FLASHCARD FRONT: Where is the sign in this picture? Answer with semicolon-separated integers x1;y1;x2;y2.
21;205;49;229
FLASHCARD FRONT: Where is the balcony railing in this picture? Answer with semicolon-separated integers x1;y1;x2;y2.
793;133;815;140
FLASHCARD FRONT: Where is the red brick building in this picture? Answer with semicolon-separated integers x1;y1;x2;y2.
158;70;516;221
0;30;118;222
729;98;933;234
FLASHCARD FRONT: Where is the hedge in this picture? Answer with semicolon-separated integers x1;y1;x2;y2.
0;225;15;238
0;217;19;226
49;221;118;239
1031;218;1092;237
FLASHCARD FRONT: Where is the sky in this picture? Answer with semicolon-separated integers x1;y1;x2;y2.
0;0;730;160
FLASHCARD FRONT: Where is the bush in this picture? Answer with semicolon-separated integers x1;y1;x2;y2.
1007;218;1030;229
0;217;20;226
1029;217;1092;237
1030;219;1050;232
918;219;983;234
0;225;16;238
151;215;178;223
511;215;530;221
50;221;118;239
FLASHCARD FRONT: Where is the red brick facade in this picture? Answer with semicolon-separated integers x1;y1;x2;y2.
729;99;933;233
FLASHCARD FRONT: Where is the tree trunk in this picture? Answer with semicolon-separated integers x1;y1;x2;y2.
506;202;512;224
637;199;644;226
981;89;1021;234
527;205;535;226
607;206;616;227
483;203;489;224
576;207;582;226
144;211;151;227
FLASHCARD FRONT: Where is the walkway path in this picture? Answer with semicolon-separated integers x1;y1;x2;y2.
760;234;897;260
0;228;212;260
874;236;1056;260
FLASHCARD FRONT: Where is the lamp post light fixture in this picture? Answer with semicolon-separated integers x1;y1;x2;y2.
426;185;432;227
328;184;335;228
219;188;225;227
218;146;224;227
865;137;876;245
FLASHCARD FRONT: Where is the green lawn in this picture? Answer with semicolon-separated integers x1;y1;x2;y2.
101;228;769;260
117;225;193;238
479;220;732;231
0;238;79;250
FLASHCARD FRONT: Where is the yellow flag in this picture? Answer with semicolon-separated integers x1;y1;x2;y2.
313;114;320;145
== == ==
WHAT TO WORK ON: Write out the listing above, keeping every word exactly.

RESPONSE BOX:
FLASHCARD FRONT: Where is the sign in this picture? Answer with semicolon-separated integers x1;y1;x2;y2.
21;205;49;229
FLASHCARD FRONT: Where is the balcony railing in this picture? Answer with semicolon-separated integers x1;y1;x2;y2.
793;133;815;140
FLASHCARD FRONT: Where is the red brick building in this picture? Answer with semicolon-separated integers x1;y1;x2;y2.
158;70;516;221
0;30;118;222
729;98;933;234
FLASHCARD FRONT: Where is the hedge in this picture? Answer with semicolon-separated integers x1;y1;x2;y2.
0;225;15;238
0;217;19;226
49;221;118;239
1031;218;1092;237
FLASHCARD FRONT: Where is the sky in this picture? Answer with semicolon-separated integers x1;y1;x2;y2.
0;0;730;160
FLASHCARD FRONT: Where is the bush in this picture? Answer with semicolon-separated integers x1;y1;x2;y2.
1007;218;1030;229
0;217;20;226
1029;217;1092;237
1030;219;1050;232
918;219;983;234
0;225;16;238
151;215;178;223
511;215;530;221
50;221;118;239
FLASHCARD FRONT: Where is the red brick facade in this picture? Answer with semicolon-separated integers x1;y1;x2;y2.
729;99;933;233
FLASHCARD FRONT: Where is the tree trunk in this picture? Answer with semicolon-separated integers x1;y1;x2;y2.
506;202;512;224
637;199;644;226
981;89;1021;234
527;205;535;226
607;206;616;227
483;203;489;224
576;207;582;226
144;211;151;227
FLASHCARD FRONT: Where is the walkway path in this picture? Answer with semicolon-separated integers x1;y1;x2;y2.
760;234;897;260
0;228;212;260
874;236;1056;260
FLASHCARD FRONT: Where is the lamp post light fixture in this picture? Answer with semicolon-separated integers x1;y1;x2;y2.
426;185;432;227
328;184;335;228
219;188;225;227
218;146;224;227
865;137;876;245
FLASHCARD FRONT: Where is the green lawn in this picture? Answer with semicolon-separated integers x1;y1;x2;y2.
101;228;769;260
117;225;193;238
479;220;732;231
0;238;79;250
FLASHCARD FRONT: Where is the yellow flag in this picture? Answer with semicolon-separated integers x1;y1;x2;y2.
313;114;320;145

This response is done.